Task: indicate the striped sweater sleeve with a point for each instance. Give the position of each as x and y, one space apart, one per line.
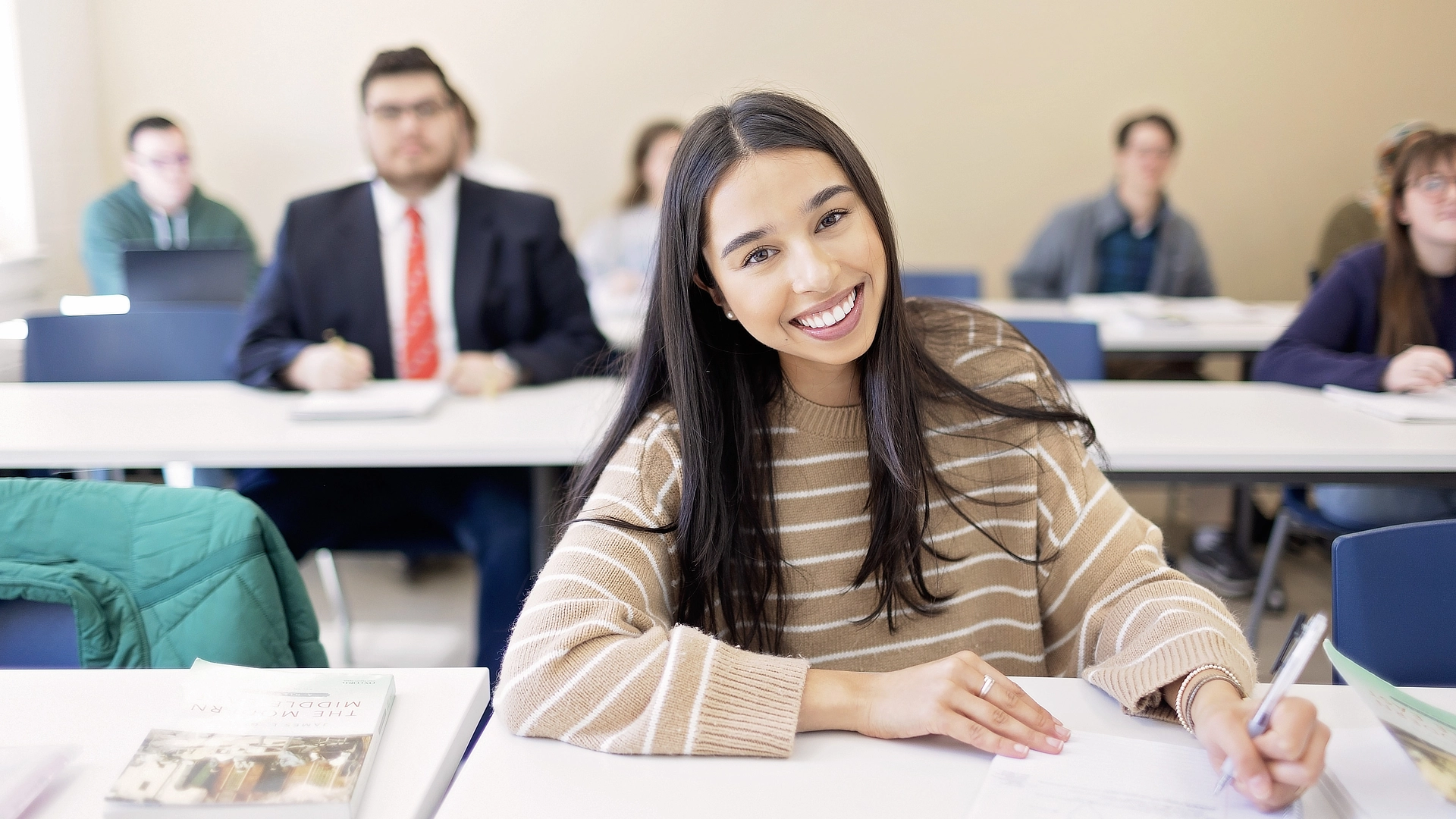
1112 611
596 657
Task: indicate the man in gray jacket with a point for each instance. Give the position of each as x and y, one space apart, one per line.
1125 241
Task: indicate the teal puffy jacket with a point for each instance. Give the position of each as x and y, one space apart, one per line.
158 577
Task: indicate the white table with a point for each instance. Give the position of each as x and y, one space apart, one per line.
1147 324
108 713
1256 431
1222 430
226 425
830 774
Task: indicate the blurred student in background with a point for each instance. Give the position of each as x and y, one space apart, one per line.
1128 240
417 275
1362 219
617 253
484 167
1383 318
159 207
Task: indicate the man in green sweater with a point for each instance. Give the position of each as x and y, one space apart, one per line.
158 209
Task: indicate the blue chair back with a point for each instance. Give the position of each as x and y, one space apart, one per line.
1395 601
162 344
1072 347
38 635
949 284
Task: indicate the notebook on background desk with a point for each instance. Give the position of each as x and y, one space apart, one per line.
196 276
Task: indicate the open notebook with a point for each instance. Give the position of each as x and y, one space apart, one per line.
1436 407
375 400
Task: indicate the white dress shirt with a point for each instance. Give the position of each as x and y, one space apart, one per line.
440 219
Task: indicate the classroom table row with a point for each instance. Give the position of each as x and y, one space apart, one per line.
1147 430
107 713
1128 322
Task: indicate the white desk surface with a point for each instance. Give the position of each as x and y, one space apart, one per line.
1248 328
108 713
1144 428
830 773
1253 428
224 425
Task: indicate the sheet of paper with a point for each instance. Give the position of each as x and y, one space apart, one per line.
1436 407
375 400
1381 779
1110 777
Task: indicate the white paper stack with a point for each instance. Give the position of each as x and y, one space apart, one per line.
375 400
1436 407
1100 776
259 744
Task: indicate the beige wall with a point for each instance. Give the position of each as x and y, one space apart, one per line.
979 115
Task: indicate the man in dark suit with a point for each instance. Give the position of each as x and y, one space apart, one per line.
417 275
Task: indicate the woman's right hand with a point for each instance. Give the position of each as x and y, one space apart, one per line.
934 698
1417 369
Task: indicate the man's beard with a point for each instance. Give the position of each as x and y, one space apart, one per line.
417 178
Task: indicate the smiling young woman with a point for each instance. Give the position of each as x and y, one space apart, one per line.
823 506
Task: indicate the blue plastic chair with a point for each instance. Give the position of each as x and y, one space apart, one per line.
1294 515
1395 601
161 344
1072 347
38 635
948 284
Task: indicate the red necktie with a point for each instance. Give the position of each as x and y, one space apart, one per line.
421 354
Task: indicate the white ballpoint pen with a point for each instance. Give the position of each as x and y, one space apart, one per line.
1298 659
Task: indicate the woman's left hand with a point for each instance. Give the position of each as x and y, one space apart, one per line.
1274 768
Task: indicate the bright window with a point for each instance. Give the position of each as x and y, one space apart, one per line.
17 193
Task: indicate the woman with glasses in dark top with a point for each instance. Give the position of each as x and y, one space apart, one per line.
1385 319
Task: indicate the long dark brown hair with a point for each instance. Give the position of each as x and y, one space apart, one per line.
1405 309
723 382
637 191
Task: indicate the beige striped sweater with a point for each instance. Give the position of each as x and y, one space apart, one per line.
598 661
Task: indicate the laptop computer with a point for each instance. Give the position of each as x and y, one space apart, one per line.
168 278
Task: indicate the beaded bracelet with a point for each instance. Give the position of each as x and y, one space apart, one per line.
1181 704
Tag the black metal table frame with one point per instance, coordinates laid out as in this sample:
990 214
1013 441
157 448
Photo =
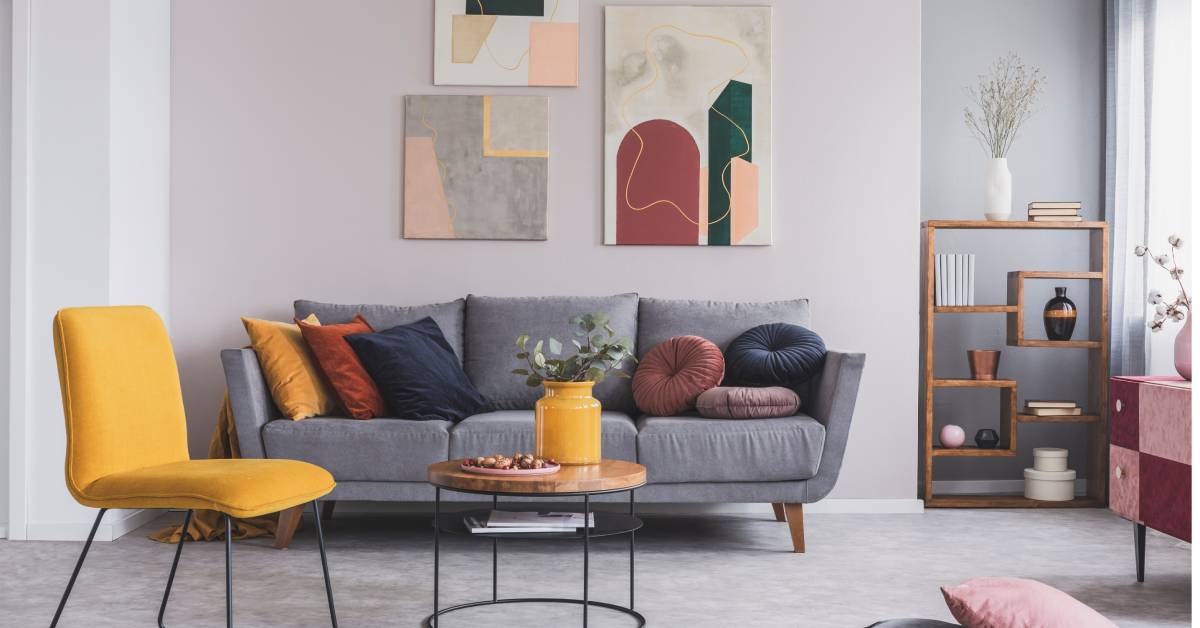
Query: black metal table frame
431 621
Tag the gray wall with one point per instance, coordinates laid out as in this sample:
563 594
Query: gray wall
287 120
1057 156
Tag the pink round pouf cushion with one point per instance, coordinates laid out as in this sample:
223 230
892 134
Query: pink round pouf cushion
952 436
675 372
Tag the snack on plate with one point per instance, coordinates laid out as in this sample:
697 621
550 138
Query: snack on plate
516 461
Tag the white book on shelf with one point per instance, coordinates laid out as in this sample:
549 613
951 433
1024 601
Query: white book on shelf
940 280
949 279
971 279
959 275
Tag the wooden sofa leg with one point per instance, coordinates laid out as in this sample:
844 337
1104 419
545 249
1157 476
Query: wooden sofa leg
795 513
289 520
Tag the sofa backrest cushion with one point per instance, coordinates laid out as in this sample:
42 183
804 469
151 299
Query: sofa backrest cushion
492 324
447 315
720 322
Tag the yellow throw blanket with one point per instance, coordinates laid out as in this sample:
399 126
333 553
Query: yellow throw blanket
209 525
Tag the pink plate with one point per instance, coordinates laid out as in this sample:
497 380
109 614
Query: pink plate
485 471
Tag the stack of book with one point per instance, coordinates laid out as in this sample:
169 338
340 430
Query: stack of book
1051 408
503 521
1055 211
954 282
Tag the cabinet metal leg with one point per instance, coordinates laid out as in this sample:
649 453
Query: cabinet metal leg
1139 549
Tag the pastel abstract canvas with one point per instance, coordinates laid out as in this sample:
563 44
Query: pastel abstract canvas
688 125
475 167
507 42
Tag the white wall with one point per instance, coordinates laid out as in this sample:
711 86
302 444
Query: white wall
1059 156
286 183
5 235
139 153
91 75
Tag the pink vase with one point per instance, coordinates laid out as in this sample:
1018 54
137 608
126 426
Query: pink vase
1183 350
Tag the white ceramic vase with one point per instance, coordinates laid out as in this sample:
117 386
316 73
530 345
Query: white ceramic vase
999 193
1183 350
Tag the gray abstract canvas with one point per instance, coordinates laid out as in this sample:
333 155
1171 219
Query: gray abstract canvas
475 167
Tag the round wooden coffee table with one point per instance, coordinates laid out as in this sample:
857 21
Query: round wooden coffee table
585 480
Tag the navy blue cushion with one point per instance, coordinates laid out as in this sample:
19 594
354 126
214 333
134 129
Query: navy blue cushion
418 374
774 354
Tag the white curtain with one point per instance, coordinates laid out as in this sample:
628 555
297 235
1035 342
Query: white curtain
1131 47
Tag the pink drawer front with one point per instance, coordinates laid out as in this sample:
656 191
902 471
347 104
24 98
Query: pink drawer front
1123 492
1123 398
1164 496
1164 422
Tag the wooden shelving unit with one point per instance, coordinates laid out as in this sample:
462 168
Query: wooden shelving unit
1096 423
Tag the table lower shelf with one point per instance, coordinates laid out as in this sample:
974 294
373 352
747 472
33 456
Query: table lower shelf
1006 501
606 525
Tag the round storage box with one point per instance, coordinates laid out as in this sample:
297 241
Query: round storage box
1049 459
1050 485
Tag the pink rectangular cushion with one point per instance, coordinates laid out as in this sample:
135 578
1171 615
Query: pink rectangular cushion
744 402
1018 603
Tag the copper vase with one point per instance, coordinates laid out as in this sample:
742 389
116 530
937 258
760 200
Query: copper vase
984 363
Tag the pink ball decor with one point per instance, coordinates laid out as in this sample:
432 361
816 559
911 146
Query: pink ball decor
953 436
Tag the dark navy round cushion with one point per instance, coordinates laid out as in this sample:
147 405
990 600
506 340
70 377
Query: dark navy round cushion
774 354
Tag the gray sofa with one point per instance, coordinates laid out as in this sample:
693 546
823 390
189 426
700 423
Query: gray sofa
786 461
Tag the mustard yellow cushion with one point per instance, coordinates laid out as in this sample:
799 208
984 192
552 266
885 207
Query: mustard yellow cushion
239 488
297 384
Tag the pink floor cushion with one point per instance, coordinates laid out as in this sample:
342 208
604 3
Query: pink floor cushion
675 372
742 402
1018 603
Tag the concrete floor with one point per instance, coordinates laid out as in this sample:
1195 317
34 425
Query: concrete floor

· · ·

WRITTEN INSTRUCTION
Transcribe each line above verbatim, with the pictures left out.

TASK ANSWER
Task: indicate the striped sweater sleeve with a point for each instance. Give the position of each as x and y, one space apart, one per line.
1112 611
596 657
Task: indicate the man in gray jacket with a point for each instance. Give the position of each as x and y, one space apart, one per line.
1125 241
Task: indicate the teal puffy jacket with a point for each instance. Give the position of each as x and y, one space apart, one per line.
158 577
Task: indicate the white table with a point for each instance. Give the position of each as x and y, one space apart, one per line.
1147 324
108 713
1256 431
1222 430
226 425
830 774
Task: indicate the blurred student in background with a point for each instance. Give the position of each as x and y, one space apart, one per line.
1128 240
417 275
1362 219
617 253
484 167
1383 318
159 207
Task: indicate the man in green sweater with a point for each instance. Give the position of each as x and y, one space apart, one per line.
158 209
Task: indicate the blue chair back with a point for each instance. Give the position of each as x and y, one space apart, one per line.
1395 601
162 344
1072 347
38 635
949 284
Task: indicate the notebook on background desk with a point for each instance. Give the position of each as x and y, one space apart, one per line.
196 276
Task: indicate the open notebook with a point for each instance. Give the position of each as x and y, one space apart, one per line.
1436 407
375 400
Task: indicate the white dress shirt with a point for each instance. Give the position of each as x and y, one space apart, one per line.
440 219
Task: indicate the classroom table row with a point for each instance. Give the position of each as x and y, one space apart, one per line.
1147 430
107 713
1128 322
Task: indicate the white desk surface with a point for each instance. Give the position of each as x and y, one space apart, one per line.
1248 328
108 713
1144 428
830 773
1253 428
224 425
Task: indicate the sheet of paper with a point for each instance. Give the position of each as x and y, one space apart, one per line.
1436 407
375 400
1381 779
1110 777
Task: indicate the white paper stack with a point for each instance. Give the position of each as x and y, one space apart, one per line.
375 400
1436 407
1100 776
259 744
Task: indicate the beige wall with a point for each instance. Give the position of each as x and y, one space apart, one per line.
979 115
Task: indicate the man in dark suit with a point for each instance. Give the position of each as x and y, one space apart, one per line.
417 275
Task: indicate the woman's right hand with a point for each instance. Give the position of each as x and y, one space apart, one per line.
934 698
1417 369
Task: indicate the man's beard with a point for each instance. Give the position of each as x and y, one space apart, one per line.
417 178
Task: indicate the smiling young woman with a point for each instance. Give the position of each as x and y, one space apart, one per line.
823 506
Task: indicate the blue plastic chair with a point for each instance. Give the position of each as x and y, one space apart, one per line.
1294 515
1395 601
161 344
1072 347
38 635
948 284
Task: indicate the red necktie with a point for each instance. Give the position of each as x and y, one space apart, one per line.
421 354
Task: indicate the white ballpoint pen with a point for each instance. Give the position of each as x and y, one space apart, one per line.
1298 659
Task: indicate the woman's left hand with a point for each instance. Give the position of each as x and y, one space apart, one per line.
1274 768
Task: indicate the bright window with a point for each instance. Give the position of each as x and y, one space apart, one per line.
17 193
Task: indicate the woman with glasses in dark top with a point for each instance. Give the position of each as x and y, one space apart, one per line.
1385 319
Task: indicate the long dark brown hair with a point for each instance. Give the position of each as x and y, one space apart, one per line.
1405 309
723 382
637 191
Task: indicate the beige striped sweater with a point for each instance. Give the position of each as x and y, one space apart, one per line.
598 661
Task: indicate the laptop computer with a point for each instance. Give the position of each as x and y, one space apart, one per line.
168 278
Task: indicate the beaded bracelet with a point for each instance. Give the position of each as x and y, one space apart, one per line.
1181 704
Tag the black metal table frame with one point per instance, coordinates laid out as in this sample:
990 214
1013 441
157 448
Photo =
Query: black metal table frame
431 621
Tag the gray wall with one point per instance, coordinates laid out as in this sample:
563 594
Query: gray wall
287 120
1057 156
Tag the pink round pouf cushion with one point per instance, coordinates laid out as in this sample:
223 230
892 134
Query: pink round pouf cushion
952 436
675 372
Tag the snack on plate with one point per instance, coordinates laid out as in this sample:
697 621
550 138
Query: snack on plate
516 461
Tag the white book on shelf with one point per instance, coordinates laid out as in this sample:
549 613
951 433
1024 601
Query: white book on shelf
940 280
949 279
971 279
959 275
Tag the wooden sofa leg with one point per instance, coordinates laid out as in this sample:
844 337
1104 419
545 249
1157 476
Query: wooden sofa leg
795 513
289 520
Tag the sofa backrest cushion with one point per instance, coordinates laid out as in this sample:
42 183
804 469
151 299
Query: sofa backrest cushion
492 324
447 315
720 322
Tag the yellow throw blanket with one point per instance, coordinates laid out as in this sample:
399 126
333 553
Query: yellow throw blanket
209 525
Tag the pink plate with one point per instance, coordinates laid out as in this sample:
497 380
109 614
Query: pink plate
485 471
Tag the stack of book with one point per instance, coordinates laid out as in this sample:
169 338
340 430
Query: stack of book
1051 408
503 521
1055 211
954 282
Tag the cabinet metal leg with one point per instance, coordinates laid out as in this sample:
649 453
Query: cabinet metal leg
1139 549
Tag the pastel abstract canvas with one point per instance, coordinates laid out as in this sample:
563 44
Query: pastel abstract canvas
688 125
475 167
507 42
Tag the white wall with one point per instance, coordinates laid out as in this sample:
711 86
302 444
Query: white wall
1059 156
286 183
5 235
139 153
91 75
Tag the pink vase with one point per instance, coordinates laid out as in this sample:
1018 54
137 608
126 426
Query: pink vase
1183 350
Tag the white ceramic vase with one point per instance, coordinates laid out as in this sample:
117 386
316 73
530 345
Query: white ceramic vase
999 193
1183 350
Tag the gray abstract canvas with one point per instance, coordinates laid out as in this sample:
333 155
1171 219
Query: gray abstract canvas
475 167
Tag the round wooden coffee table with one point per instance, coordinates laid out as in this sample:
857 21
Query: round wooden coffee table
585 480
Tag the navy blue cushion with one point per instance, coordinates laid out as in this sample:
19 594
354 126
214 333
134 129
Query: navy blue cushion
418 374
774 354
Tag the white curtain with one point per instance, coordinates laid out as in this sample:
628 555
297 235
1035 342
Query: white curtain
1131 47
Tag the pink drawer front with one point per instance, coordinates laid out as in this sample:
656 191
902 471
347 104
24 98
Query: pink drawer front
1123 492
1123 398
1164 496
1164 422
Tag the wooden shelving unit with one point per instance, coordinates laid out as in this sample:
462 168
Query: wooden shelving unit
1096 423
Tag the table lower shelf with one point per instance, coordinates laid out as in this sample:
974 294
373 352
747 472
33 456
Query: table lower shelf
1006 501
606 525
Tag the round storage box with one point per instance, coordinates laid out as in this sample:
297 241
Query: round storage box
1049 459
1050 485
Tag the pink rectangular cushion with one point per instance, coordinates laid out as in this sample:
135 578
1171 615
Query: pink rectangular cushion
744 402
1018 603
Tag the copper vase with one point per instance, coordinates laid out as in this sample:
742 389
116 530
937 258
760 200
Query: copper vase
984 363
Tag the pink ball decor with one point per instance, coordinates laid out as in this sample:
432 361
816 559
911 146
Query: pink ball decor
953 436
Tag the dark navy round cushion with one point per instance, coordinates laid out as in this sample:
147 405
990 600
506 340
70 377
Query: dark navy round cushion
774 354
Tag the gray sofa with one point per instance, coordinates laid out as in this sample:
693 546
823 390
189 426
700 423
Query: gray sofa
786 461
Tag the mustard yellow cushion with one point per instance, coordinates laid out as in this sample:
799 208
984 192
552 266
885 207
Query: mustard yellow cushion
239 488
297 384
Tag the pink floor cushion with one point per instance, coordinates laid out as in this sample:
342 208
604 3
Query: pink floor cushion
675 372
742 402
1018 603
Tag the concrete floor with one point per instance, coordinates laid out as in this sample:
1195 317
34 425
Query: concrete floor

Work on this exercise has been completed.